Collected data entries:
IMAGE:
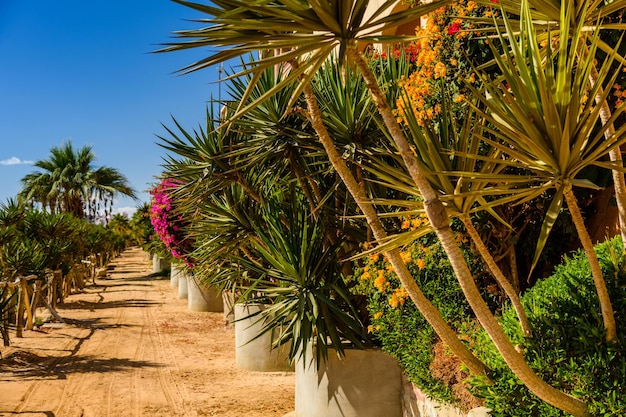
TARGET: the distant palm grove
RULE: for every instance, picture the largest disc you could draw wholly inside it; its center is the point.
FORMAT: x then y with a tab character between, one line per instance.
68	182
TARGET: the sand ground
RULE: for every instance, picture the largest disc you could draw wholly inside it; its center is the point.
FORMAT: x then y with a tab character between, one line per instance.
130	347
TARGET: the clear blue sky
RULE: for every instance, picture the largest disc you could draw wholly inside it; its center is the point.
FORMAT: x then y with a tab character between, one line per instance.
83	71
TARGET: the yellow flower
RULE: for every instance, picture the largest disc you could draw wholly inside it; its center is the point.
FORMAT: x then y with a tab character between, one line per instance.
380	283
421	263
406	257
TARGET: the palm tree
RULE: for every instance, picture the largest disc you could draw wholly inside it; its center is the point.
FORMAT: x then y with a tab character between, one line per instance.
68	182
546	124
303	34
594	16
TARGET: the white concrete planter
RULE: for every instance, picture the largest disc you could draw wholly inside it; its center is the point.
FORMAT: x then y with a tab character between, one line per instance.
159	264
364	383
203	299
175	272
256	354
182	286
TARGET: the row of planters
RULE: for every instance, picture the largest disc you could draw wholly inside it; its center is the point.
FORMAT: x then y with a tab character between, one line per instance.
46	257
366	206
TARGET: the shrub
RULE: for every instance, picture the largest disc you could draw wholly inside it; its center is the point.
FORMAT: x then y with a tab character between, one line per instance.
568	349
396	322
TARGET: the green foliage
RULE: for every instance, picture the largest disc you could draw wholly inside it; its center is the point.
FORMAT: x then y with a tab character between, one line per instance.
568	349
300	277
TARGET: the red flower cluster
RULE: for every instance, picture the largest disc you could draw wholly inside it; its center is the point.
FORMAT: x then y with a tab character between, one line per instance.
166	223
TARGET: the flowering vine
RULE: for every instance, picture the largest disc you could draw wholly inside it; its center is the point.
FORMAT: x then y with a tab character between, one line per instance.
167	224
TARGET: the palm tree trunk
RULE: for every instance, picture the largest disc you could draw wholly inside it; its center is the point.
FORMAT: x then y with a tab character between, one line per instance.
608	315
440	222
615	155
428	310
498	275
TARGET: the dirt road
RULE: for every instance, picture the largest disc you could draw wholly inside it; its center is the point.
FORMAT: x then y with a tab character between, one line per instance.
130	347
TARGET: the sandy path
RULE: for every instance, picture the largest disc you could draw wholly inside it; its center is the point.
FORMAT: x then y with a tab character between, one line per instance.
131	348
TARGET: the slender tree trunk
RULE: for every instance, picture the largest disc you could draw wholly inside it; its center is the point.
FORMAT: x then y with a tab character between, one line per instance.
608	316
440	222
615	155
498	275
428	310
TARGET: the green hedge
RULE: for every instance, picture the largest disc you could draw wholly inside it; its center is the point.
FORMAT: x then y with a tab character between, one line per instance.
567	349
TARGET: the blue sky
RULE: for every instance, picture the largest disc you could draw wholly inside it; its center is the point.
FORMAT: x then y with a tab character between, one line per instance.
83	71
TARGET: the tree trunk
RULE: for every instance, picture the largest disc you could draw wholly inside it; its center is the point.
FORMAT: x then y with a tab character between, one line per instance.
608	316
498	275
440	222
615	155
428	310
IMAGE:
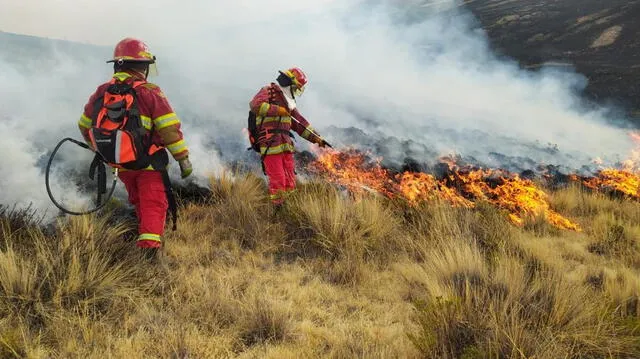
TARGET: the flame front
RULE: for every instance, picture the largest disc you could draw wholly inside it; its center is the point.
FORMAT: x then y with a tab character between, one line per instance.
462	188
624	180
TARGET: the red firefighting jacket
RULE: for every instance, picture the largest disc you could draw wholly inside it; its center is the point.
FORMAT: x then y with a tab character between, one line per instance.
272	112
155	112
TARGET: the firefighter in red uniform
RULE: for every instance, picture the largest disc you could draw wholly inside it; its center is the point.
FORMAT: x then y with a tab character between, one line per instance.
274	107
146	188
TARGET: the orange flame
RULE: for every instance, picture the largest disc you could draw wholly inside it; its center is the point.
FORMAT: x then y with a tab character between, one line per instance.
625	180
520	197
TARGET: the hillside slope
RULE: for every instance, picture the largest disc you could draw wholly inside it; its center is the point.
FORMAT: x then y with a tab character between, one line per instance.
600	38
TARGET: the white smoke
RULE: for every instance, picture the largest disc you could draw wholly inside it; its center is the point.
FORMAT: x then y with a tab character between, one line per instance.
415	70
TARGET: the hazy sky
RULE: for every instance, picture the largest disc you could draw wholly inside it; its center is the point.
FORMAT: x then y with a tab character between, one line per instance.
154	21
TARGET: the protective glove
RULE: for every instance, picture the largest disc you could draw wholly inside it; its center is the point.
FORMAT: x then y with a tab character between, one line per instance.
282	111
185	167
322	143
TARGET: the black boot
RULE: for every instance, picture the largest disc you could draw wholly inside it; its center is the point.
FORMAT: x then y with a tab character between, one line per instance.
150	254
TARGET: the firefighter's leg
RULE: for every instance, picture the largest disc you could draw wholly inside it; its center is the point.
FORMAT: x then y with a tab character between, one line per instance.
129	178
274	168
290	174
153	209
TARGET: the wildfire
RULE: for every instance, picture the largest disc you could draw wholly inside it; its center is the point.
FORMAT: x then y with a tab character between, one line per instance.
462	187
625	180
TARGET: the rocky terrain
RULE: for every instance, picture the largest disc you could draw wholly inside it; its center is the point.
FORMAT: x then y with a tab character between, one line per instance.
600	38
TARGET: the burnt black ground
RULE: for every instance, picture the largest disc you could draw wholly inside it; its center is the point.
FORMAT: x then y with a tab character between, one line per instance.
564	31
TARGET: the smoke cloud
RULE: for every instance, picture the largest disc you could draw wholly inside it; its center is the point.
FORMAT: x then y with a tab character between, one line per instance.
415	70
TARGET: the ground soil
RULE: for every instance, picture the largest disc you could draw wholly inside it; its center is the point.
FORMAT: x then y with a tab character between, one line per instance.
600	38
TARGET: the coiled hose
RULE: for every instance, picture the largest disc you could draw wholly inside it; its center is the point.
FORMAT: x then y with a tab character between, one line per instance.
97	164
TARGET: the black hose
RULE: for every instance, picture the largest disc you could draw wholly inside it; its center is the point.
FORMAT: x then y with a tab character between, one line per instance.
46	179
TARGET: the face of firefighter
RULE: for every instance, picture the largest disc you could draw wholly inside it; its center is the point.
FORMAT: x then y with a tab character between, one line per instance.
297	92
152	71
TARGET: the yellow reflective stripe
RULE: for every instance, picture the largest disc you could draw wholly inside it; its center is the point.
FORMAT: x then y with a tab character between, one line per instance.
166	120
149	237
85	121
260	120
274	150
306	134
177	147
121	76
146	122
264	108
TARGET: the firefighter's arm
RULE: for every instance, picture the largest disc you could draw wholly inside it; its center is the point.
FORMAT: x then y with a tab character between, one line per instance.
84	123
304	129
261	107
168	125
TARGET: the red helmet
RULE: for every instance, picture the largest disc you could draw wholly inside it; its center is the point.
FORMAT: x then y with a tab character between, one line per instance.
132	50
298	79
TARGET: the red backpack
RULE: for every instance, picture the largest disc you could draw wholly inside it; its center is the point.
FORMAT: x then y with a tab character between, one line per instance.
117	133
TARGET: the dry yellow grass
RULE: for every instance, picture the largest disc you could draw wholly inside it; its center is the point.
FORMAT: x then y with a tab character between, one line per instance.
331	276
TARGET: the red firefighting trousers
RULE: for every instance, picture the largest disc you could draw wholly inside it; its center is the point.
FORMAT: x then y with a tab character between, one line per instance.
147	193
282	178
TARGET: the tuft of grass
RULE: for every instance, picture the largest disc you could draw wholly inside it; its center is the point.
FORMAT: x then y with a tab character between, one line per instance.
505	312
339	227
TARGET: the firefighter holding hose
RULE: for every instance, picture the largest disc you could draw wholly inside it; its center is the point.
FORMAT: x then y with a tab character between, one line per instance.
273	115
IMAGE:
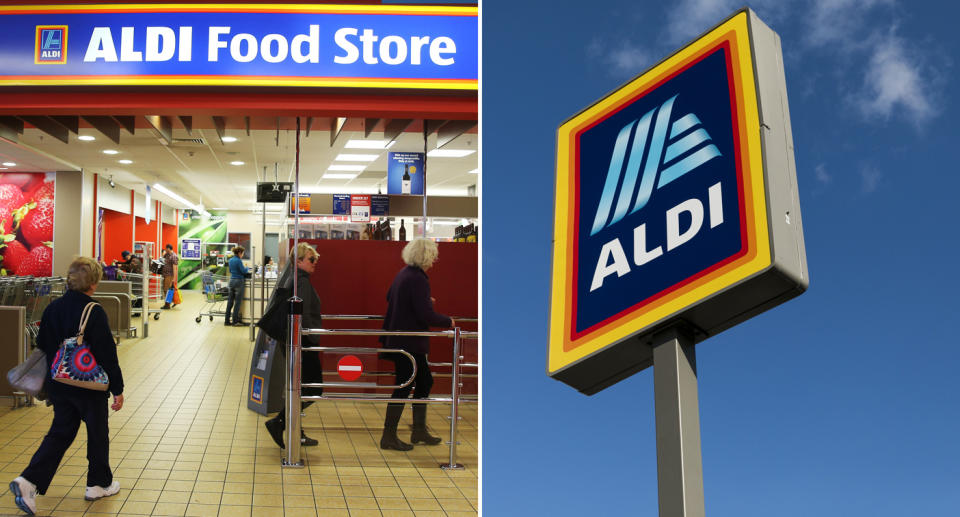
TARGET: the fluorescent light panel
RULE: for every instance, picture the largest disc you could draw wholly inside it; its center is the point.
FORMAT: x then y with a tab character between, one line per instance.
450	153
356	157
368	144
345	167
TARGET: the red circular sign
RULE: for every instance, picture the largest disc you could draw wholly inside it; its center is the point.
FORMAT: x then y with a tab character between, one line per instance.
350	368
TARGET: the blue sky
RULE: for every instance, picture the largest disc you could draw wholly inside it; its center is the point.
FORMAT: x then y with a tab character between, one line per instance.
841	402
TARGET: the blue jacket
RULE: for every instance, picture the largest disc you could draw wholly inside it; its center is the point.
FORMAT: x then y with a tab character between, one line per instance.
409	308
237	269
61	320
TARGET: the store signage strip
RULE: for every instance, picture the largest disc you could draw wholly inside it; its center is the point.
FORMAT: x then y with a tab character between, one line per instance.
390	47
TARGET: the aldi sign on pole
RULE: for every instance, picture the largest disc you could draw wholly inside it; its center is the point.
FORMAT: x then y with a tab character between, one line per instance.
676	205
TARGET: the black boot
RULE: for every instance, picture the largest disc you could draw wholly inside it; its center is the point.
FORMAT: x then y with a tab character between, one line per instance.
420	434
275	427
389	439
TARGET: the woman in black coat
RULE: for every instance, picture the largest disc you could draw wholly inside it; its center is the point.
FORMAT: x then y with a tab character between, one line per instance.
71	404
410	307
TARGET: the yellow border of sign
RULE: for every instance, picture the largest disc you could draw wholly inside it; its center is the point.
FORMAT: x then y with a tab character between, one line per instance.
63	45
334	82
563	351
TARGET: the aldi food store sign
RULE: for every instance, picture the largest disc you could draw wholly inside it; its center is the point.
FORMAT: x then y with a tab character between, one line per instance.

==

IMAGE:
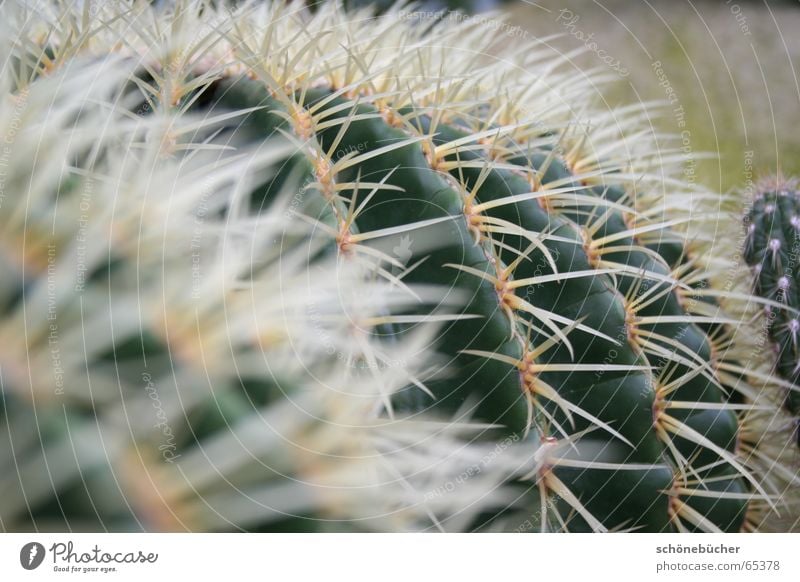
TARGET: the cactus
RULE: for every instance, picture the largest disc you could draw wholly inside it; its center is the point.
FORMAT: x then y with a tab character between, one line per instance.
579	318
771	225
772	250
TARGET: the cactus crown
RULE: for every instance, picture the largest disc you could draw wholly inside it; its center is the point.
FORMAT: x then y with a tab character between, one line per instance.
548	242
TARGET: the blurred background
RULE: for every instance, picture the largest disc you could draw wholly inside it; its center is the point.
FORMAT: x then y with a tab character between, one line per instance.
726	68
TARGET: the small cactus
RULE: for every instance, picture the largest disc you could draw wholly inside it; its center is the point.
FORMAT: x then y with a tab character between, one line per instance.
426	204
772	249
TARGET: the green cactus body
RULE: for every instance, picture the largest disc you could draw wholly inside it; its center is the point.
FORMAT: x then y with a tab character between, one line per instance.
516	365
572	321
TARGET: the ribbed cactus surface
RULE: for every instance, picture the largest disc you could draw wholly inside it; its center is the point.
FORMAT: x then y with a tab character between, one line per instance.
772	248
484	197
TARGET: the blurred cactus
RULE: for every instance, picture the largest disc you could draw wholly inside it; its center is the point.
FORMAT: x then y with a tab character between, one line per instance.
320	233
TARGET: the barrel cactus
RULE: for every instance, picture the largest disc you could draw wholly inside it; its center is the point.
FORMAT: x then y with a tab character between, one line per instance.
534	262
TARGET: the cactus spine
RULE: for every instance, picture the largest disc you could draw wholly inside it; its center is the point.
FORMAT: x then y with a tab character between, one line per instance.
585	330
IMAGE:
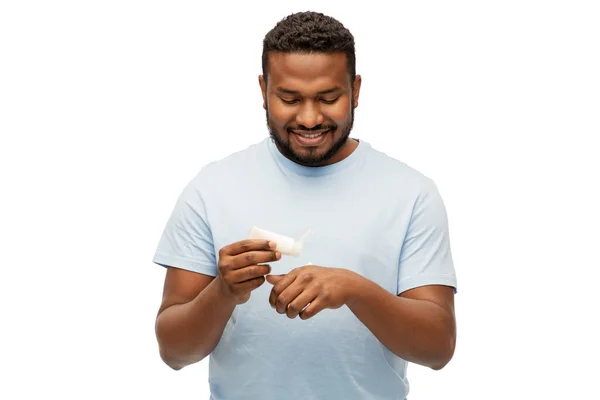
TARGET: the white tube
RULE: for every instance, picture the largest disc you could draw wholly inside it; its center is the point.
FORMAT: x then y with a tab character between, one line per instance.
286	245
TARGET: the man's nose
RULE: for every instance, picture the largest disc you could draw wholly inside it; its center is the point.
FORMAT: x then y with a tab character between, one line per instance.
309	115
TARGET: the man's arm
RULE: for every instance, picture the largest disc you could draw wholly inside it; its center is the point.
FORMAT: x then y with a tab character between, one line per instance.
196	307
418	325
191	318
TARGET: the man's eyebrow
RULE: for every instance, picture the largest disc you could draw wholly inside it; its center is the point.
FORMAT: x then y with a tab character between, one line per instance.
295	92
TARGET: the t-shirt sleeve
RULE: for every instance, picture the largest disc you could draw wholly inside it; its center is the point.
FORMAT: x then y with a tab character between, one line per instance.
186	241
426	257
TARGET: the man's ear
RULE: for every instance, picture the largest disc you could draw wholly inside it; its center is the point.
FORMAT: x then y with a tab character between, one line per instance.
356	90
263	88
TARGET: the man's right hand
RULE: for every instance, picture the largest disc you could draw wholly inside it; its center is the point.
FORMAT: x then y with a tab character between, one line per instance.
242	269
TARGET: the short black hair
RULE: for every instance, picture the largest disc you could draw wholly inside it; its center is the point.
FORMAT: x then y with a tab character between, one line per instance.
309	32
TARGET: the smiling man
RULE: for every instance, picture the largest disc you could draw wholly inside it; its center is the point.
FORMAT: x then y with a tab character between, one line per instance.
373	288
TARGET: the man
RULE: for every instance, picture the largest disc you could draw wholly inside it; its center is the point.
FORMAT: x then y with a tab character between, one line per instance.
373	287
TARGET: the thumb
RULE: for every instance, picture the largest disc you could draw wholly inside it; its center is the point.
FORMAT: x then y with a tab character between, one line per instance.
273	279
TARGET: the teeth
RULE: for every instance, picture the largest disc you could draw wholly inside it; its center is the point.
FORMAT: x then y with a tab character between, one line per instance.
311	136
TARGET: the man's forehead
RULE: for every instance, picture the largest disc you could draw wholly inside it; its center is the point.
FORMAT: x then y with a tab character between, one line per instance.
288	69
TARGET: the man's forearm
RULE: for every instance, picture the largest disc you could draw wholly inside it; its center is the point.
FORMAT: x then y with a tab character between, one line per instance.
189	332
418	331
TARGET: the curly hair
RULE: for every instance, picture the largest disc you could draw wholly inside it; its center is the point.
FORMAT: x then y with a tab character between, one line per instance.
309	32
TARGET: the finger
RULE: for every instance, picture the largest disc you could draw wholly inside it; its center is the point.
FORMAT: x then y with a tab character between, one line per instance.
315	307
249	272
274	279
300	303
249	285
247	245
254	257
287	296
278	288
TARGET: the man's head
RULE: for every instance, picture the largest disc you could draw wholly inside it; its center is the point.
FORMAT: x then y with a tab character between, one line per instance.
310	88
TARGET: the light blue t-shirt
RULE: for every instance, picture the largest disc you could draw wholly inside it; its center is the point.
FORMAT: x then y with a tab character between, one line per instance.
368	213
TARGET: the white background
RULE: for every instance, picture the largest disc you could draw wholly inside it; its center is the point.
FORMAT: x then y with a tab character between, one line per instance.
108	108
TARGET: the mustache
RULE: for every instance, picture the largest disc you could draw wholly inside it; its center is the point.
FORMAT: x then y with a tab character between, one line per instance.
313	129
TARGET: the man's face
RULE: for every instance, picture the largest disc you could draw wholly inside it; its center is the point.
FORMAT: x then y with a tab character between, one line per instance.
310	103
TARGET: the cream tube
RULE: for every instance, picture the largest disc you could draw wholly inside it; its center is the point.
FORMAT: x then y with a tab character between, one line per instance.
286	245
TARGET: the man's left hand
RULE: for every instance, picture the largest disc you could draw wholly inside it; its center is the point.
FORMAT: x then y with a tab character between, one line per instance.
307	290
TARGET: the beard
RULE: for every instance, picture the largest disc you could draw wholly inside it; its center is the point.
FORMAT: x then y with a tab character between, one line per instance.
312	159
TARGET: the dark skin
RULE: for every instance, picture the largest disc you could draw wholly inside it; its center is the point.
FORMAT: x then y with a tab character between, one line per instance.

---

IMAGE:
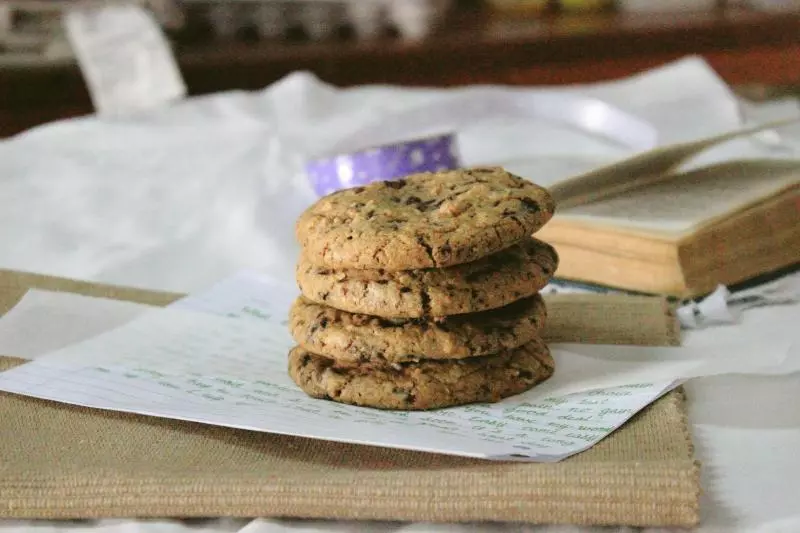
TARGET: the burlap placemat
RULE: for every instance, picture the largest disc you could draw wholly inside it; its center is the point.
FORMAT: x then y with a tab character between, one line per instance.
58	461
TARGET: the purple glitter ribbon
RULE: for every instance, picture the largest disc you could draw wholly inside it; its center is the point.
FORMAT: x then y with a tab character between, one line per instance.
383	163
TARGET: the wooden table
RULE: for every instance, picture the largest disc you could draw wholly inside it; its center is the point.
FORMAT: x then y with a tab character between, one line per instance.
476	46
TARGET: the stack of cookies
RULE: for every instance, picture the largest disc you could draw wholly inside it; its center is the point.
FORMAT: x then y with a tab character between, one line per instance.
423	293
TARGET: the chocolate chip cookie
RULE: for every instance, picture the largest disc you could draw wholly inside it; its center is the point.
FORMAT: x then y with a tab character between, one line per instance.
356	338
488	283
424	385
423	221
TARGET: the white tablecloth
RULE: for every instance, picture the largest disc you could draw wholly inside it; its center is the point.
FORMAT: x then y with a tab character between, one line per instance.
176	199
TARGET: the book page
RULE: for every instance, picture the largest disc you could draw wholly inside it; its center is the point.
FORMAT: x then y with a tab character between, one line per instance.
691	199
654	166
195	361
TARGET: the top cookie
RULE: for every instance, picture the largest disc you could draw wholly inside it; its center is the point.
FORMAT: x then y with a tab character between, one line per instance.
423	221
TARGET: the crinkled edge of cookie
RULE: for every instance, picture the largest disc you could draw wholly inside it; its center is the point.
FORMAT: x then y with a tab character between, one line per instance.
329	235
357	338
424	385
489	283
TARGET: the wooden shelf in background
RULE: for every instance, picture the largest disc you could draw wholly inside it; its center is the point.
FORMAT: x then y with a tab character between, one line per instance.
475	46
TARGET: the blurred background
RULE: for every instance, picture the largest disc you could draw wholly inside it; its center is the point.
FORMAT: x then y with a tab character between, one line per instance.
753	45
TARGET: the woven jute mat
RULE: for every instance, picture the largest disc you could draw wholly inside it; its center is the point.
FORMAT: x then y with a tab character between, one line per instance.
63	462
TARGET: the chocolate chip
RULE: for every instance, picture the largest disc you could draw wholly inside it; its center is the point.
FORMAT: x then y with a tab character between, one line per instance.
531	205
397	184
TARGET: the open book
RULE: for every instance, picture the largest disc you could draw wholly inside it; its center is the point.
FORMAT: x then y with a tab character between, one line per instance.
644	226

◆ **What to produce**:
In the records above, find each line that holds the word "aldi"; copy all such lines.

◆ **Your solution**:
TARGET: the aldi sign on pole
TARGET: the aldi food store sign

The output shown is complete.